#### [TASK STATEMENT]
Can you reproduce the material below word for word, omitting the pictures?

━━ DATA LINES ━━

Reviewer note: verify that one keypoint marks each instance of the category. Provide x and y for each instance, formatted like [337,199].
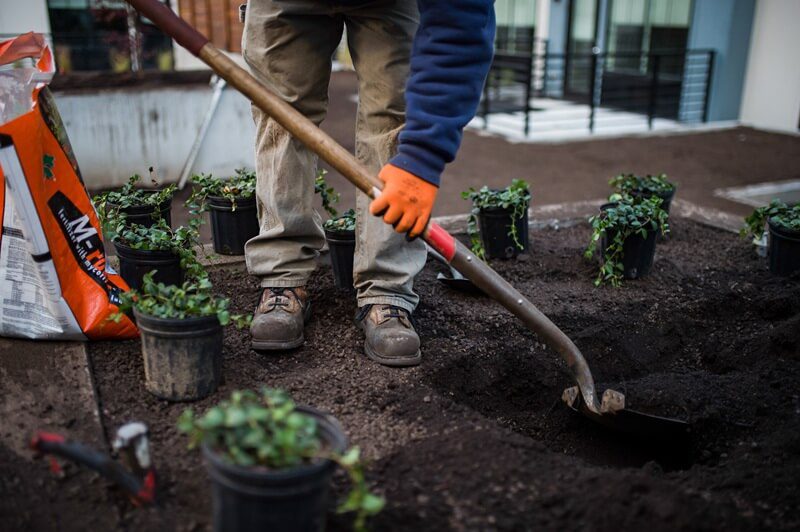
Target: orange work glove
[406,201]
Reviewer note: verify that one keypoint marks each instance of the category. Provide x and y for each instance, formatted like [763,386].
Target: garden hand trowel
[610,411]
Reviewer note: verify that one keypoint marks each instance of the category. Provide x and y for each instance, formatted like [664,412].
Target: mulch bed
[476,438]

━━━

#### [EXERCISE RESPONSE]
Reviewer note: verify that one keypoint marks each instance of the category. Provide x and y for each instance, formatted like [337,199].
Target: orange work glove
[406,201]
Reviewer note: verify that one keypoint marks each instance of the category. Provide x and y for each instance, formatted like [763,386].
Target: garden hand trowel
[610,411]
Reviewer note: verify that one keypoint marks each instance of the category. Provide x and y for each instance, formatted like [664,412].
Target: mulch bed
[476,438]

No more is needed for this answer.